Check each line of the material. Copy those containing "tree".
***
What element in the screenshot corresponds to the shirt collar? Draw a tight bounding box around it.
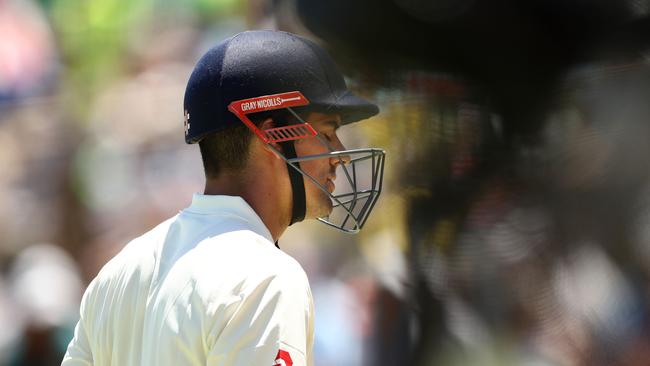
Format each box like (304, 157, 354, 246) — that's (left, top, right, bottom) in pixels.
(184, 193, 274, 243)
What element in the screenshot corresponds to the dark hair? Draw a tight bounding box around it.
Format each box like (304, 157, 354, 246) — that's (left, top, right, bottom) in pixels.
(198, 109, 304, 178)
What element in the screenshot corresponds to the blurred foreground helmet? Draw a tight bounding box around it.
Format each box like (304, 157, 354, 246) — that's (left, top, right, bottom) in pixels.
(183, 30, 385, 233)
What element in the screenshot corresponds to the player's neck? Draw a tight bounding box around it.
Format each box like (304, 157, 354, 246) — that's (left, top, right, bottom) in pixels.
(203, 162, 292, 243)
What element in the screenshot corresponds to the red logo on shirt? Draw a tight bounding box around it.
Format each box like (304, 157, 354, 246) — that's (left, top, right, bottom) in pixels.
(273, 349, 293, 366)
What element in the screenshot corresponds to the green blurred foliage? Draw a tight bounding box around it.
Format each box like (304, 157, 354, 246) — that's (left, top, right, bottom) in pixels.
(193, 0, 245, 18)
(51, 0, 152, 99)
(47, 0, 245, 118)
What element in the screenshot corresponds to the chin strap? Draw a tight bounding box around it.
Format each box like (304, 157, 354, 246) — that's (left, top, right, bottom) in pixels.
(278, 139, 306, 225)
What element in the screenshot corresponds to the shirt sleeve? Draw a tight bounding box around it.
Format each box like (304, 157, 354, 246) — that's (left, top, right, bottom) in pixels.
(61, 289, 94, 366)
(206, 267, 314, 366)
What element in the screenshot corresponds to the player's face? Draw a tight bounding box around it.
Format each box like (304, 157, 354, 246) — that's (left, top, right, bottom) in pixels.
(294, 112, 348, 220)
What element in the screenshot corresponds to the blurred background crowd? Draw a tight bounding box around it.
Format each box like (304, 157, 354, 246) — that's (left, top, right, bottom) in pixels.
(1, 0, 650, 365)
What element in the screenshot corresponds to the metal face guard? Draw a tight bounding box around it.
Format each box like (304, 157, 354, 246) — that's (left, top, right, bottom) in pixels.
(286, 147, 385, 233)
(229, 91, 385, 233)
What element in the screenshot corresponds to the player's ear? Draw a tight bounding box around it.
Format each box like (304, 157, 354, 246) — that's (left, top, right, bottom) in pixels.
(258, 118, 284, 158)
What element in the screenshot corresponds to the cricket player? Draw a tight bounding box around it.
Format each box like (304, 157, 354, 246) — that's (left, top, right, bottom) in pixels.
(62, 30, 385, 366)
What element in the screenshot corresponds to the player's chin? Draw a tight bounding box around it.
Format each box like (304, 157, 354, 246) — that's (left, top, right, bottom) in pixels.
(313, 194, 334, 219)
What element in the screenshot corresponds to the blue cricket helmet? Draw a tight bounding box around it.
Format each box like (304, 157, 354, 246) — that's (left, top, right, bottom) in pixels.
(183, 30, 379, 144)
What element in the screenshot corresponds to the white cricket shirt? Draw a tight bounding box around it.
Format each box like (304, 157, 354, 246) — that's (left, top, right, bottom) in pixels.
(62, 194, 314, 366)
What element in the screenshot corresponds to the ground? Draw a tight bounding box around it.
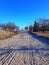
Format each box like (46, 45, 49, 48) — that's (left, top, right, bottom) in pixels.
(32, 31, 49, 38)
(0, 30, 17, 39)
(0, 32, 49, 65)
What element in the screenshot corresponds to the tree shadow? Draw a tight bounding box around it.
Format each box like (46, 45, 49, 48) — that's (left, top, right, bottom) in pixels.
(0, 49, 12, 56)
(28, 32, 49, 45)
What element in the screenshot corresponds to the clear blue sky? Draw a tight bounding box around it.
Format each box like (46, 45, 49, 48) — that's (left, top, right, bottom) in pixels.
(0, 0, 49, 29)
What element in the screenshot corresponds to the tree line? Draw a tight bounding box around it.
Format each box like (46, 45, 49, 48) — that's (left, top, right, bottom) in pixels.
(0, 18, 49, 32)
(25, 18, 49, 32)
(0, 22, 19, 31)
***
YOUR RESPONSE =>
What element in the screenshot corresponds to the tree shadow? Draw a tight bounding box around it.
What element in the screenshot corresponds to the tree line? Draw a tight bounding box around it.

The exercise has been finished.